◆ Exercise instructions ◆
Copy the complete listing that follows, letter for letter.

◆ Supplied entries ◆
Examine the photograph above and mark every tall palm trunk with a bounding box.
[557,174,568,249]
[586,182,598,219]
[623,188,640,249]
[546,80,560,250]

◆ Written response ◆
Examine the photograph above and mark every tall palm trunk with a bounding box.
[557,174,568,249]
[586,182,598,219]
[623,188,640,249]
[546,80,560,250]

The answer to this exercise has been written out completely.